+++ Estratto fornito

Inizio con un appello: trovate un lavoro serio agli autori di Wrong Turn. Su cinque film, non azzeccarne neanche uno credo sia un record. Di quelli per cui non ci si dovrebbe mai vantarsi. L’anno scorso, più o meno di questi tempi, vi sconsigliavo caldamente di vedere Wrong Turn 4. Un anno dopo, rieccoci qui a parlare (male) del capitolo seguente: Wrong Turn 5.

Prima di cominciare, vi informo che questo spazio, da adesso, diventerà una rubrica più o meno mensile dove vi parlerò dei film più inutili che mente umana possa aver mai sceneggiato, recitato, girato e distribuito in giro per il mondo.

++++++

(Esercizio breve 1):
Stabilisci se ciascuna affermazione concorda con l'estratto sui film di Wrong Turn, rispondendo sì o no e citando alla lettera le parole decisive: (a) Chi scrive aveva già sconsigliato Wrong Turn 4 l'anno precedente. (b) Almeno uno dei cinque film della serie è riuscito. (c) La rubrica annunciata avrà cadenza settimanale.
(Esercizio breve 2):
Riscrivi il passo dell'estratto sui film di Wrong Turn da "Inizio con un" fino a "Wrong Turn 5." compreso, sostituendo "record" con "primato".
Le righe riportate qui non hanno alcun legame con l'estratto.

+++ Righe di dati

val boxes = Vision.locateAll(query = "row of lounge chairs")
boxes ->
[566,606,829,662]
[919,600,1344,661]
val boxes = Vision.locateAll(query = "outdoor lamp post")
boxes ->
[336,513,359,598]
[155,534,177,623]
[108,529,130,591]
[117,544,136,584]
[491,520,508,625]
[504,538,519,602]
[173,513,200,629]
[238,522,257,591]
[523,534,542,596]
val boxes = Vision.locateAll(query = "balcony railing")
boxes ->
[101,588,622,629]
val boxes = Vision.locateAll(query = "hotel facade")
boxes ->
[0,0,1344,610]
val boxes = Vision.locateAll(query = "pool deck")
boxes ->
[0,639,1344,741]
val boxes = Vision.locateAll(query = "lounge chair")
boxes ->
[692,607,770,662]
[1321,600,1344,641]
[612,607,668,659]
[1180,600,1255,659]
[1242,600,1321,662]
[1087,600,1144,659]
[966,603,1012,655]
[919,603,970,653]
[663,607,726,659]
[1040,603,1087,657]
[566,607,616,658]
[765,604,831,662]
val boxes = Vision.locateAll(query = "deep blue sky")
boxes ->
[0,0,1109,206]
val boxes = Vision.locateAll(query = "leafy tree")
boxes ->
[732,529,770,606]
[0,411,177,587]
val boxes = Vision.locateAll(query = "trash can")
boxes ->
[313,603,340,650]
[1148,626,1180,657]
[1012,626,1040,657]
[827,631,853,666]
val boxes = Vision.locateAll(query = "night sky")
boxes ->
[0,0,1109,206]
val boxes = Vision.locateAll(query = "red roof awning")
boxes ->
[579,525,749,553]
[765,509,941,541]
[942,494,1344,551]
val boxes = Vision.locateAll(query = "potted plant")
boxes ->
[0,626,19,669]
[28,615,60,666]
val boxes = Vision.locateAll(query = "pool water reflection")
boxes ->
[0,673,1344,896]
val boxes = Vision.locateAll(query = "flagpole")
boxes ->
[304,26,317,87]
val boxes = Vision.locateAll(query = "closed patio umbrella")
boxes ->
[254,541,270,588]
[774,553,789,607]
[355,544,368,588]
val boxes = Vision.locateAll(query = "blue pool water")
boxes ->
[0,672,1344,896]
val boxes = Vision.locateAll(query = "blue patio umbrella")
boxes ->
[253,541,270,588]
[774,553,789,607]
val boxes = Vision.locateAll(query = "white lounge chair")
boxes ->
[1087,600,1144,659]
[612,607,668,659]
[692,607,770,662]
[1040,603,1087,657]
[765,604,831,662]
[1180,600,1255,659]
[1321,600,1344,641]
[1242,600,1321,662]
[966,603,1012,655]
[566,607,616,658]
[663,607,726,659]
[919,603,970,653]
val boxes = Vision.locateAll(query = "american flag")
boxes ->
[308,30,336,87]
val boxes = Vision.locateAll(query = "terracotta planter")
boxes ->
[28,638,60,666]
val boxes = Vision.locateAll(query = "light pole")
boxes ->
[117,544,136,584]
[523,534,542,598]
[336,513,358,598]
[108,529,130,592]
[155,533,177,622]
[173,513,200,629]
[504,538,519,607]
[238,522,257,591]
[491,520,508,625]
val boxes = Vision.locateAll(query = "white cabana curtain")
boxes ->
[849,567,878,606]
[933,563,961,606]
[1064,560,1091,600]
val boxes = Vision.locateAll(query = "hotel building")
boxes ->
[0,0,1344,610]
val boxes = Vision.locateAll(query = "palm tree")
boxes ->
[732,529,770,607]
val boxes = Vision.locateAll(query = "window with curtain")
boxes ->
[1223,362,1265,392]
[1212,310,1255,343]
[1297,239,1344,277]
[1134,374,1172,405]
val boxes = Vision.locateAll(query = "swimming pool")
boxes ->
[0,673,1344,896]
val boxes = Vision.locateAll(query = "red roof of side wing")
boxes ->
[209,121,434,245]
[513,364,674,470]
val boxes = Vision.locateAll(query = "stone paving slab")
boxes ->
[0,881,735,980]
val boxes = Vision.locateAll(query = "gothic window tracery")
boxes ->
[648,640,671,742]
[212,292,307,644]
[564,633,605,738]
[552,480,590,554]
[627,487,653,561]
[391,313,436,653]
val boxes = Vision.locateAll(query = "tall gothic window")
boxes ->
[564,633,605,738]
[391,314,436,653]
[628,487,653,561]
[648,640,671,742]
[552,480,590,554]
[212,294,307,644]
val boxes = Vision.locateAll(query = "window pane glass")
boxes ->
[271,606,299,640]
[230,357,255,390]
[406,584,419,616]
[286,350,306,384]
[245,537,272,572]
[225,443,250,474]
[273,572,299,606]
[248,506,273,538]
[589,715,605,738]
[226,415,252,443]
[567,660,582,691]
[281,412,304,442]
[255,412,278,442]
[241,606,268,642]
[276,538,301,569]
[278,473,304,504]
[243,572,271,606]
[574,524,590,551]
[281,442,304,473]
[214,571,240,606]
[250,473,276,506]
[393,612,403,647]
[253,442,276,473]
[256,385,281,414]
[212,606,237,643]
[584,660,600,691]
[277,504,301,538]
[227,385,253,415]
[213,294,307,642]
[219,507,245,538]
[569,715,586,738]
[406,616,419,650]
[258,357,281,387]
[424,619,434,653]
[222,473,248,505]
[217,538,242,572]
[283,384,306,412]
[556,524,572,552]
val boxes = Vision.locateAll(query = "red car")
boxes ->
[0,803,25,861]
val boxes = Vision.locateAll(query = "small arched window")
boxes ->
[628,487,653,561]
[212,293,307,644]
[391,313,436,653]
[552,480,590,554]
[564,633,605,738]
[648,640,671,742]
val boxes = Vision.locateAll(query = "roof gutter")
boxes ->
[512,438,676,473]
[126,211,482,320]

++++++

(Risposta completa 1):
(a) Sì: "L’anno scorso, più o meno di questi tempi, vi sconsigliavo caldamente di vedere Wrong Turn 4."
(b) No: "Su cinque film, non azzeccarne neanche uno credo sia un record."
(c) No: "una rubrica più o meno mensile"

(Risposta completa 2):
Inizio con un appello: trovate un lavoro serio agli autori di Wrong Turn. Su cinque film, non azzeccarne neanche uno credo sia un primato. Di quelli per cui non ci si dovrebbe mai vantarsi. L’anno scorso, più o meno di questi tempi, vi sconsigliavo caldamente di vedere Wrong Turn 4. Un anno dopo, rieccoci qui a parlare (male) del capitolo seguente: Wrong Turn 5.